**DOCUMENT SEGMENT:**
--- begin ---

On May 1, 2020, pictures released on social media revealed a curious modification to the Shenzhen, the only Type 051B destroyer built by China. The largest warship in the People’s Liberation Army Navy when she was commissioned in 1999, the 6,700-ton steam-powered destroyer was long ago overtaken by more modern designs.

The photos released in May showed boxy containers installed in a row amidship. Based on the design of the containers, it was clear the venerable destroyer now was packing YJ-12 supersonic cruise missiles, a type once described as “the most dangerous anti-ship missile China has produced thus far.”

However, Shenzhen and the ex-Russian Sovremenny-class destroyer Hangzhou, which mounts only eight YJ-12s, are the only PLA warships currently known to be outfitted with the missile, which is primarily deployed on JH-7 and H-6 maritime strike bombers.

Steam-Powered Guided Missile Destroyer

The Shenzhen is a product of the 1990s, an era when the PLA Navy commissioned small runs of experimental ship designs in rapid succession as it sought to narrow its sizable technological deficit with the navies of Japan, Russia and the United States.

Oddly, the Type 051B—also known as the Luhai-class—was a significantly enlarged evolution of two Type 052 Luhu-class destroyers which entered service in 1994. Benefitting from warmer relations between China and the Western world in the 1980s, the Type 052s made extensive use of foreign components. These components included LM2500 gas-turbine engines built by General Electric, U.S. and Italian sonars, and French radars, combat and fire control systems.

However, these systems did not integrate well together, and a U.S Navy delegation invited to inspect a Type 052 noticed that the ships retained the foreign-language labels and documentation. Besides, availability of Western components gradually dried up over the 1990s due to sanctions placed after the massacre of protestors near Tiananmen Square in June 1989.

The naval architects at the 701 Research Institute, therefore, sought to use more indigenously developed systems in the Type 051B. Most notably, this saw the destroyer use two steam turbines for propulsion because sufficiently powerful gas turbine engines weren’t fully developed.

The 051B, which reportedly cost two billion renminbi (in 1995, equivalent to $241 million), was also engineered for modular construction. She was also the first PLAN warships intentionally designed for stealth, with a sloped hull “cleaned” of protruding weapons and antenna to reduce radar cross-section, and devices on the funnels to reduce heat signature.

--- end ---

**GIVEN INFORMATION:**
--- begin ---

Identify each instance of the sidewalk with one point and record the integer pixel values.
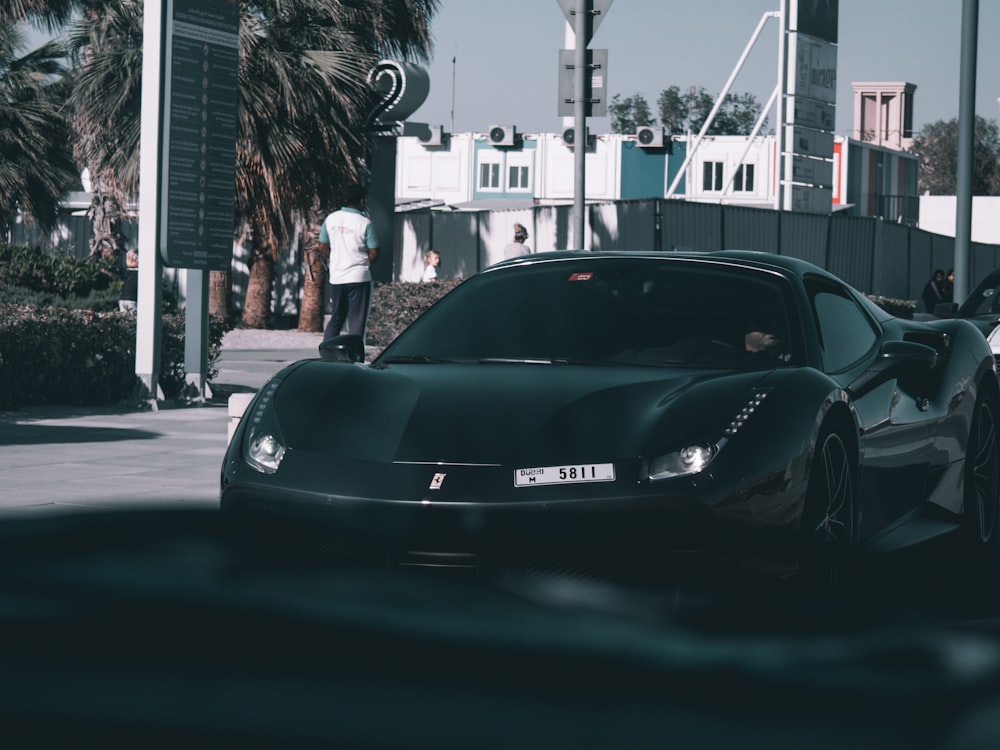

--- end ---

**WHAT YOU NEED TO DO:**
- A) In the article on the Shenzhen destroyer, what did the Type 051B use for propulsion, and why?
- B) Summarize the article on the Shenzhen destroyer in two sentences.
- C) In the article on the Shenzhen destroyer, rewrite the paragraph beginning "Oddly, the Type 051B" as a bulleted list that keeps its main facts.

**WORKED SOLUTIONS:**
- A) Two steam turbines, because sufficiently powerful gas turbine engines weren't fully developed.

- B) Photos released on May 1, 2020 showed that the Shenzhen, China's only Type 051B destroyer and a steam-powered ship commissioned in 1999, had been fitted with YJ-12 supersonic anti-ship cruise missiles, making it one of only two PLA warships known to carry them. The Type 051B was an enlarged evolution of the Type 052, and because the foreign components used in the Type 052s integrated poorly and became harder to obtain after sanctions, its designers relied more on indigenously developed systems, including steam turbines, and also built it for modular construction and stealth.

- C)
- The Type 051B, also called the Luhai class, was a significantly enlarged evolution of two Type 052 Luhu-class destroyers.
- The Type 052s entered service in 1994.
- Warmer relations between China and the Western world in the 1980s allowed the Type 052s to make extensive use of foreign components.
- These components included General Electric LM2500 gas-turbine engines, U.S. and Italian sonars, and French radars, combat systems and fire control systems.